● What you need to do:
1: Decide whether each statement agrees with the compilation review. Answer yes or no for (a), (b) and (c), and quote the deciding words of the review. (a) The set described has two CDs. (b) The review says punk gave female artists a great deal of respect. (c) The review ties continued opportunities to a DIY scene.
2: Rewrite the compilation review between "If the received" and "to have a go.", inclusive, replacing "gauntlet" with "challenge".
3: Condense the paragraph of the compilation review that begins "If the received wisdom" into a shorter version that keeps its main facts.

● Selected passage:
Various: Sharon Signs To Cherry Red – Independent Women 1979-1985

If the received wisdom about indie music is that it was (and is) as unwelcoming a place for women as the rest of the industry, this new 2CD set showcases the female artists prepared to run the gauntlet in the post-punk era. And if the truth is more complex than simple histories allow – punk at least gave female artists a platform (if not always a great deal of respect) – there were opportunities that continued into the post-punk and indie years that followed, especially with the flourishing of a DIY scene that truly did allow anyone to have a go.

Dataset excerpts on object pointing
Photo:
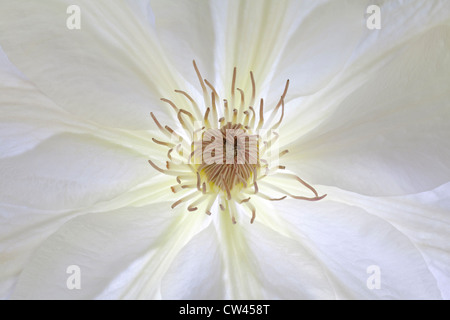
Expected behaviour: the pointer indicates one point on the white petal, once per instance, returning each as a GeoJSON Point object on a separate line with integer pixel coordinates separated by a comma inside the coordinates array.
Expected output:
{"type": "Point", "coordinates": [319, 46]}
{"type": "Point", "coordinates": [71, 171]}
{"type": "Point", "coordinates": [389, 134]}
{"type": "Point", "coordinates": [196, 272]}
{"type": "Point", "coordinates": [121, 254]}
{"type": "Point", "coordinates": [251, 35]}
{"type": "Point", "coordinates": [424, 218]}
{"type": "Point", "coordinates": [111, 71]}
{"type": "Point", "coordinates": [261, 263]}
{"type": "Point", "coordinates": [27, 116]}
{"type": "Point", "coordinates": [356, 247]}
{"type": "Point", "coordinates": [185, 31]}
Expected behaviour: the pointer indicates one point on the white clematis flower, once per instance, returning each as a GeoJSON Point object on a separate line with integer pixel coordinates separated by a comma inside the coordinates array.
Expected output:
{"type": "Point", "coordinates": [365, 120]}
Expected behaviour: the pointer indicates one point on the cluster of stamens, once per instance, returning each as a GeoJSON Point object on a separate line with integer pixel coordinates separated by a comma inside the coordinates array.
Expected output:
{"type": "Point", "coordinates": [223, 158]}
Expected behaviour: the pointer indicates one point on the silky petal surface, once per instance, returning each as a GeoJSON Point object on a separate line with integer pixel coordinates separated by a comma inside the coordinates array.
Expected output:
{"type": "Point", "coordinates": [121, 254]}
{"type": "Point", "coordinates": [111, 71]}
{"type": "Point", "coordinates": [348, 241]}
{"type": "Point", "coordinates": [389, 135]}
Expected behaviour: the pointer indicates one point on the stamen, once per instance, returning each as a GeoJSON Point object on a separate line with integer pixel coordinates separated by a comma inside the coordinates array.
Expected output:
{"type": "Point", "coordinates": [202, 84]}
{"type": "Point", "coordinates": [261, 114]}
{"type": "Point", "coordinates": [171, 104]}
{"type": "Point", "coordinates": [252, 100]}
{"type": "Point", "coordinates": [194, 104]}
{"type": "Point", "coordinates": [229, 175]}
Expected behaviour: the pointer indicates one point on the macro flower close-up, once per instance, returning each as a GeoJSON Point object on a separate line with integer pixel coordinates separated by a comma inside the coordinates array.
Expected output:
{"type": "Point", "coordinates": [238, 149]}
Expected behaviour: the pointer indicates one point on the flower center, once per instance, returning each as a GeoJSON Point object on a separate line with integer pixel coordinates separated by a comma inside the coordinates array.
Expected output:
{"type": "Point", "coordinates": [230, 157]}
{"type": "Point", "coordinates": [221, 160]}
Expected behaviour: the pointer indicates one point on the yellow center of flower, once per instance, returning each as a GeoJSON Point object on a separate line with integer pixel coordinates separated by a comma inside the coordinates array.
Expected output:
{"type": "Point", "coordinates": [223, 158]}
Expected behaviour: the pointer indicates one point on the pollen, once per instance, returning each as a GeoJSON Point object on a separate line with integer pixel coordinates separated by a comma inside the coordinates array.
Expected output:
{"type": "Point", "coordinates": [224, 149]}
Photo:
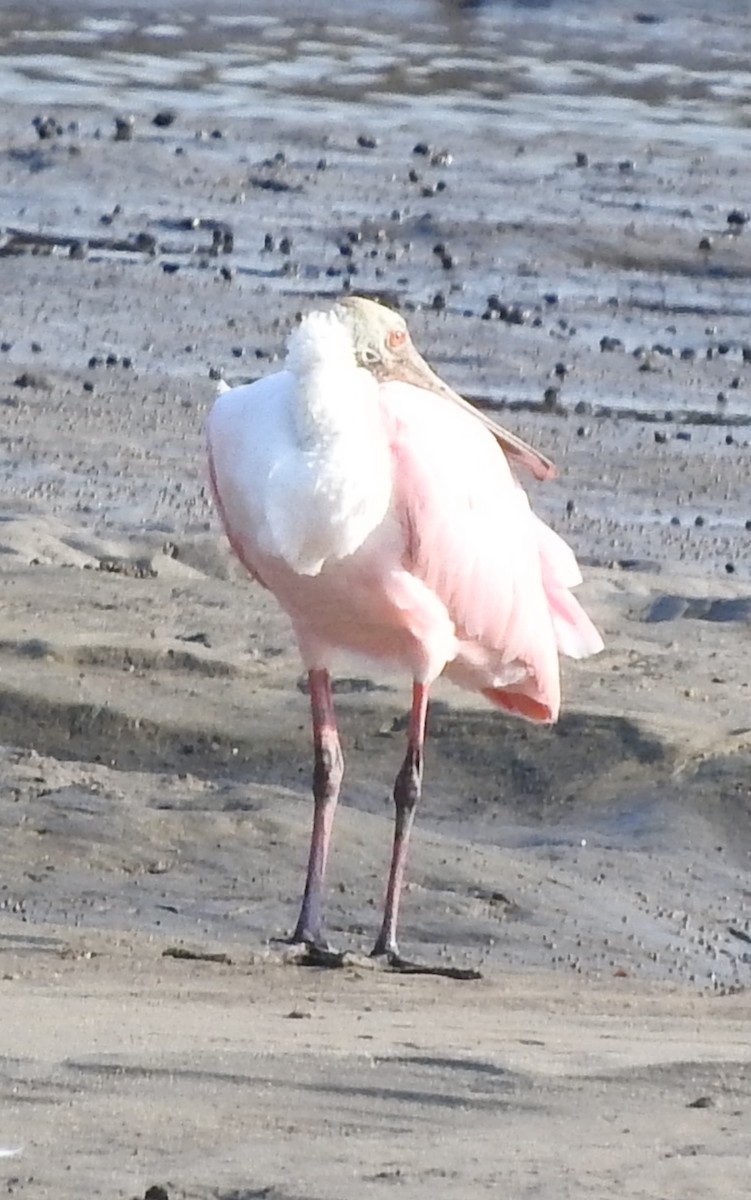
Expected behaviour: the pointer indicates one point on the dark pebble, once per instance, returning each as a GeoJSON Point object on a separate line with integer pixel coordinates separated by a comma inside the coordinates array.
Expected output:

● Set of answers:
1:
(a) Yes: "this new 2CD set"
(b) No: "punk at least gave female artists a platform (if not always a great deal of respect)"
(c) Yes: "especially with the flourishing of a DIY scene that truly did allow anyone to have a go"

2:
If the received wisdom about indie music is that it was (and is) as unwelcoming a place for women as the rest of the industry, this new 2CD set showcases the female artists prepared to run the challenge in the post-punk era. And if the truth is more complex than simple histories allow – punk at least gave female artists a platform (if not always a great deal of respect) – there were opportunities that continued into the post-punk and indie years that followed, especially with the flourishing of a DIY scene that truly did allow anyone to have a go.

3: Indie music is often thought to have been as unwelcoming to women as the rest of the industry. This new 2CD set showcases female artists who took on that challenge in the post-punk era. The truth is more complex: punk gave women a platform, though not always respect. Opportunities continued into the post-punk and indie years, especially through a DIY scene that let anyone have a go.